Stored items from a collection
** START **
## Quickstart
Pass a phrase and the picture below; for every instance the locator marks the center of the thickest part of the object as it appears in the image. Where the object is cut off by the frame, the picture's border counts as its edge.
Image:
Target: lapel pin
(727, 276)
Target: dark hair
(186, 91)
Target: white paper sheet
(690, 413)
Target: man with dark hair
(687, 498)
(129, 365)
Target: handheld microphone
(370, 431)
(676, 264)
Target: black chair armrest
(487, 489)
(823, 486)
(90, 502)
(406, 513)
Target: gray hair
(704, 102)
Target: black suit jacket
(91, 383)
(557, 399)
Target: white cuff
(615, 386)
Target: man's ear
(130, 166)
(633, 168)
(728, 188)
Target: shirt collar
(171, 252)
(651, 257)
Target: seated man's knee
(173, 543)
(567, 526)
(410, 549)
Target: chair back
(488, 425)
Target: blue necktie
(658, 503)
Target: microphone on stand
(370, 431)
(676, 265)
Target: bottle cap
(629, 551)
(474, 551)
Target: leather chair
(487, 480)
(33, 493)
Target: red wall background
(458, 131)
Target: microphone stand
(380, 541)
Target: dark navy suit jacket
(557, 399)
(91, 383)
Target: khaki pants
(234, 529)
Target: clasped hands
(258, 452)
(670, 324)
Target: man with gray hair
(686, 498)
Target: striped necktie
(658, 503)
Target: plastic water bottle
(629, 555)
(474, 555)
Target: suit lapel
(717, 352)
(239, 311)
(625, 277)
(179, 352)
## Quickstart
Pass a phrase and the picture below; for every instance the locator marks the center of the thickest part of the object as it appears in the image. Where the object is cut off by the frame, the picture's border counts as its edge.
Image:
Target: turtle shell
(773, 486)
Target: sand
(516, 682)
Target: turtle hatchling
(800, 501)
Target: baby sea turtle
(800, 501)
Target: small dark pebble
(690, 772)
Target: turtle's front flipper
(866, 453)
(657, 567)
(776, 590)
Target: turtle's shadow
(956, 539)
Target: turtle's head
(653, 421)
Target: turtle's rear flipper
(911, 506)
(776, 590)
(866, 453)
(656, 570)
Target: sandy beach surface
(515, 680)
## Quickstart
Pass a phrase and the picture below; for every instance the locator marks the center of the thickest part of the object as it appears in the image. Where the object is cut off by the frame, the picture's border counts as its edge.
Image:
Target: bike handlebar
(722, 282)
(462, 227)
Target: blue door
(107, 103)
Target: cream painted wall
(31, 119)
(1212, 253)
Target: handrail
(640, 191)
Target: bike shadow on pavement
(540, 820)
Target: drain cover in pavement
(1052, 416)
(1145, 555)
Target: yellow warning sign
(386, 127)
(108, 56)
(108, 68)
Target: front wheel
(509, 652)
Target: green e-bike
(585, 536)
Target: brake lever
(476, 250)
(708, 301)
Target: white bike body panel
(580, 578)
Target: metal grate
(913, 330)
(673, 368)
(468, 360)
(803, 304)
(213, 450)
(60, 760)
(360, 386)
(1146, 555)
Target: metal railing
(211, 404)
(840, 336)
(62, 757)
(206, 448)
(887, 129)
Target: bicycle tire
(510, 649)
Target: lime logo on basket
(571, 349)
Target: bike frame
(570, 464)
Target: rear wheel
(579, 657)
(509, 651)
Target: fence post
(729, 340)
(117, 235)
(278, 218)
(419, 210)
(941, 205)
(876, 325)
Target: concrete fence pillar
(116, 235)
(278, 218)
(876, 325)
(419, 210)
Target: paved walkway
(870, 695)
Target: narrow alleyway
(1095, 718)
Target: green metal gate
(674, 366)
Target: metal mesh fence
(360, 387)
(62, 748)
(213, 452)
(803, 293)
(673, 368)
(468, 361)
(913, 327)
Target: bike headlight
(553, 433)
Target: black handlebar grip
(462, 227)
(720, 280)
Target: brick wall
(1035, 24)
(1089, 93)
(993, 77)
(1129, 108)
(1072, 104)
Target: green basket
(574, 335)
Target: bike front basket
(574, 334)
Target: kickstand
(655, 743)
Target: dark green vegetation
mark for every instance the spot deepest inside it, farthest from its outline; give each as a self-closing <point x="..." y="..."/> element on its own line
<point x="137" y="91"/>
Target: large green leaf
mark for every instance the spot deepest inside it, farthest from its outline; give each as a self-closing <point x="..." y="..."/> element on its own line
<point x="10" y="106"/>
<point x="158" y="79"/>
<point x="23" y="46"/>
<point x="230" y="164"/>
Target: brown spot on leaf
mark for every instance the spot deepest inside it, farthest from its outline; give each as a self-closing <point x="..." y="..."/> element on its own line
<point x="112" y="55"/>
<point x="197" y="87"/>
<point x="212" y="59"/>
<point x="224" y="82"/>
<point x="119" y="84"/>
** END **
Short problem —
Write out all of the records once more, exactly.

Exercise response —
## Quickstart
Pass a phrase and the picture below; for every instance the locator marks the center of the thickest part of the object as it appears in the image. Where the object is cut off by the frame, the picture's border counts as its edge.
Image:
Target: lapel pin
(727, 276)
Target: dark hair
(186, 91)
Target: white paper sheet
(690, 413)
Target: man with dark hair
(687, 498)
(129, 365)
Target: handheld microphone
(370, 431)
(676, 264)
Target: black chair armrest
(487, 489)
(823, 486)
(90, 502)
(406, 513)
Target: gray hair
(704, 102)
Target: black suit jacket
(91, 383)
(557, 399)
Target: white cuff
(615, 386)
Target: man's ear
(130, 166)
(633, 168)
(728, 188)
Target: shirt collar
(171, 252)
(651, 257)
Target: seated man's knee
(173, 543)
(567, 526)
(410, 549)
Target: chair back
(488, 425)
Target: blue necktie
(658, 503)
Target: microphone on stand
(370, 431)
(676, 265)
Target: bottle cap
(629, 551)
(474, 551)
Target: leather chair
(487, 480)
(33, 493)
Target: red wall background
(458, 131)
Target: microphone stand
(380, 541)
Target: dark navy suit jacket
(557, 399)
(91, 383)
Target: khaki pants
(234, 529)
Target: clasped hands
(258, 452)
(670, 324)
Target: man with gray hair
(686, 498)
Target: striped necktie
(658, 503)
Target: plastic water bottle
(629, 555)
(474, 555)
Target: suit lapel
(717, 352)
(239, 311)
(625, 277)
(179, 352)
## Quickstart
Pass a phrase and the picture below; for every instance the locator marks the center of the thickest part of the object as it appears in the image. Where the object is cut off by the frame, the picture's border counts as its edge.
Image:
Target: turtle shell
(773, 486)
Target: sand
(516, 682)
Target: turtle hatchling
(800, 501)
Target: baby sea turtle
(800, 501)
Target: small dark pebble
(690, 772)
Target: turtle's front flipper
(866, 453)
(657, 567)
(776, 590)
Target: turtle's shadow
(956, 539)
Target: turtle's head
(653, 421)
Target: turtle's rear flipper
(911, 506)
(776, 590)
(866, 453)
(656, 570)
Target: sandy beach surface
(515, 680)
## Quickstart
Pass a phrase and the picture below; for every instance the locator marks the center of the thickest part of the object as it appears in the image. Where the object is cut off by the frame, the picture's border counts as its edge.
Image:
Target: bike handlebar
(722, 282)
(462, 227)
Target: blue door
(107, 103)
Target: cream painted wall
(31, 119)
(1212, 253)
Target: handrail
(640, 191)
Target: bike shadow on pavement
(540, 820)
Target: drain cover in pavement
(1052, 416)
(1145, 555)
Target: yellow warning sign
(386, 127)
(108, 56)
(108, 68)
Target: front wheel
(509, 652)
Target: green e-bike
(585, 536)
Target: brake lever
(476, 250)
(708, 301)
Target: white bike body panel
(580, 578)
Target: metal grate
(913, 330)
(673, 368)
(468, 360)
(803, 304)
(213, 450)
(60, 760)
(360, 386)
(1146, 555)
Target: metal railing
(211, 404)
(840, 336)
(62, 757)
(206, 448)
(887, 129)
Target: bicycle tire
(510, 649)
Target: lime logo on basket
(571, 349)
Target: bike frame
(570, 464)
Target: rear wheel
(579, 657)
(509, 651)
Target: fence post
(729, 340)
(117, 235)
(278, 218)
(419, 210)
(941, 205)
(876, 325)
Target: concrete fence pillar
(116, 235)
(278, 218)
(876, 325)
(419, 210)
Target: paved walkway
(870, 695)
Target: narrow alleyway
(1095, 718)
Target: green metal gate
(674, 366)
Target: metal mesh fence
(360, 387)
(62, 748)
(213, 452)
(803, 293)
(673, 368)
(468, 361)
(913, 327)
Target: bike headlight
(553, 433)
Target: black handlebar grip
(462, 227)
(720, 280)
Target: brick wall
(1035, 24)
(1089, 93)
(993, 77)
(1129, 108)
(1072, 104)
Target: green basket
(574, 335)
Target: bike front basket
(574, 334)
Target: kickstand
(655, 743)
Target: dark green vegetation
mark for every instance the spot deepest inside it, farthest from its outline; give each as a self-closing <point x="..." y="..."/> element on its own line
<point x="137" y="91"/>
Target: large green leaf
mark for every instance the spot deepest inside it, farthest from its outline; give each as a self-closing <point x="..." y="..."/> element on its own line
<point x="10" y="106"/>
<point x="158" y="79"/>
<point x="23" y="46"/>
<point x="230" y="164"/>
Target: brown spot on leaf
mark for every instance the spot deepest inside it, farthest from its outline; give each as a self-closing <point x="..." y="..."/> element on its own line
<point x="112" y="55"/>
<point x="197" y="87"/>
<point x="212" y="59"/>
<point x="224" y="82"/>
<point x="119" y="84"/>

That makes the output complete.